▶ **Objectif visé**
Répondez à ces questions à partir de l'extrait sur les jeux asiatiques d'hiver :
1. Quel organisme a annoncé l'attribution de ces jeux, et sur quel réseau ?
2. Dans quel désert la mégapole Neom est-elle en construction ?
3. À quelle distance du littoral de la mer Rouge se trouve ce secteur montagneux ?
##### Extrait du document
Mardi 4 octobre, le Conseil olympique d’Asie (OCA) a annoncé sur twitter avoir attribué l’organisation des jeux asiatiques d’hiver à une ville qui n’existe pas encore. Cette compétition hivernale devrait se tenir à Neom. C’est une mégapole futuriste en construction dans le désert montagneux de Trojena, dans le nord-ouest du riche état d’Arabie Saoudite.
Situé à 50 kilomètres du littoral de la Mer Rouge, ce secteur montagneux connaît des températures qui « descendent en dessous de zéro degré en hiver et où les températures tout au long de l’année sont généralement inférieures à 10 degrés », affirment les promoteurs du projet. Ces données sont invérifiables pour l’instant. Quand on regarde la météo des villes aux alentours elle est actuellement à 30°C. Mais il peut y avoir des différences de dénivelés. Dans tous les cas, c’est une zone désertique. Ce qui veut dire que, par essence, il y neige peu ou pas.
##########
##### Matériel fourni
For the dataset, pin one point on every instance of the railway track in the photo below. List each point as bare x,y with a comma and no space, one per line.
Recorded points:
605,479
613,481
##########
▶ **Réponse attendue**
1. Le Conseil olympique d'Asie (OCA), sur twitter.
2. Dans le désert montagneux de Trojena.
3. À 50 kilomètres.